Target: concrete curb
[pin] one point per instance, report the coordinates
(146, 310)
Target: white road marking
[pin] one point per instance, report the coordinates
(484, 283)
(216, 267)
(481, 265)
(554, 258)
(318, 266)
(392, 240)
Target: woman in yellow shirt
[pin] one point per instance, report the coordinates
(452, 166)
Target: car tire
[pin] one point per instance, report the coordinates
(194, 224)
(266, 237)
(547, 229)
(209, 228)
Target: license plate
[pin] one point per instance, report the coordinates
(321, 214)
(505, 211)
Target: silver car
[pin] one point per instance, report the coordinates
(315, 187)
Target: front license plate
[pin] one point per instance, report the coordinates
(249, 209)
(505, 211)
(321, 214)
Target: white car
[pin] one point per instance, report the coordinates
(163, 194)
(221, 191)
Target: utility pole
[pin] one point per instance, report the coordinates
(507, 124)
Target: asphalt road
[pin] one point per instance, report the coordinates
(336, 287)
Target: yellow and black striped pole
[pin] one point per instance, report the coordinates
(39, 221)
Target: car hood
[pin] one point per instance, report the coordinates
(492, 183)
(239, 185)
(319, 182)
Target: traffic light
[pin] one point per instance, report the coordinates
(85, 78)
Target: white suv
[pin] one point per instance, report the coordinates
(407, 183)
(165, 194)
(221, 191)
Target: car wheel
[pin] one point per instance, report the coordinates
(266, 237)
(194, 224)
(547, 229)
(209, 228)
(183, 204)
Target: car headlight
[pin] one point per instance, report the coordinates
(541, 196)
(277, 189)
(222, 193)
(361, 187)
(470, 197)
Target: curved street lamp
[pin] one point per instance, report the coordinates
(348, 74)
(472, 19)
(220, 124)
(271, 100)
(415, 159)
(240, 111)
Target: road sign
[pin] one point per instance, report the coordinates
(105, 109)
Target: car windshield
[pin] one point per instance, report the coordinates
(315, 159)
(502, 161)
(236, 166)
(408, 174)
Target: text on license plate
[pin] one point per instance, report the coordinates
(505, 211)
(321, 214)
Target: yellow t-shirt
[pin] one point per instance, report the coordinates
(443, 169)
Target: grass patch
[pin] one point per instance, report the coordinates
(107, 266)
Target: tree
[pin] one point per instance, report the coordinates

····················

:: GIVEN PROBLEM ::
Each line above must be reproduced exactly as it stands.

:: FULL OUTPUT ::
Target: concrete curb
[pin] one point per instance, report the coordinates
(146, 310)
Target: white road marking
[pin] one point per instance, report the coordinates
(484, 283)
(216, 267)
(481, 265)
(554, 258)
(318, 266)
(392, 240)
Target: woman in yellow shirt
[pin] one point per instance, report the coordinates
(452, 166)
Target: car tire
[pin] one point per instance, report the coordinates
(194, 224)
(266, 237)
(547, 229)
(209, 228)
Target: license plate
[pin] one point per instance, report the coordinates
(321, 214)
(505, 211)
Target: silver car
[pin] one point per instance, report the coordinates
(315, 187)
Target: front license plate
[pin] one point per instance, report the coordinates
(249, 209)
(505, 211)
(321, 214)
Target: white car
[pin] one point per instance, report the coordinates
(163, 194)
(221, 191)
Target: utility pole
[pin] one point per instance, report the coordinates
(507, 124)
Target: asphalt road
[pin] one point per instance, report the coordinates
(336, 287)
Target: yellow and black striped pole
[pin] one point per instance, report the coordinates
(39, 221)
Target: car hood
[pin] one point per instance, report the coordinates
(492, 183)
(239, 185)
(319, 182)
Target: traffic light
[pin] one point per instance, report the coordinates
(85, 78)
Target: white suv
[pin] one point per instance, report the coordinates
(407, 183)
(165, 194)
(221, 191)
Target: car wheel
[pin] one point per instance, report the coordinates
(266, 237)
(194, 224)
(547, 229)
(209, 228)
(183, 204)
Target: car headlight
[pin] one point per instance, report the coordinates
(541, 196)
(277, 189)
(222, 193)
(361, 187)
(470, 197)
Target: curved street lamp
[pin] one point per instance, report the coordinates
(348, 74)
(472, 19)
(220, 124)
(271, 100)
(415, 159)
(240, 111)
Target: road sign
[pin] one point per instance, report the coordinates
(105, 109)
Target: car windshield
[pin] one point per instance, report the coordinates
(315, 159)
(502, 161)
(236, 166)
(408, 174)
Target: text on license plate
[pin] one point per instance, report the coordinates
(505, 211)
(321, 214)
Target: yellow t-shirt
[pin] one point per instance, report the coordinates
(443, 169)
Target: grass patch
[pin] one point per instance, report the coordinates
(107, 266)
Target: tree
[pin] one point per instance, report the coordinates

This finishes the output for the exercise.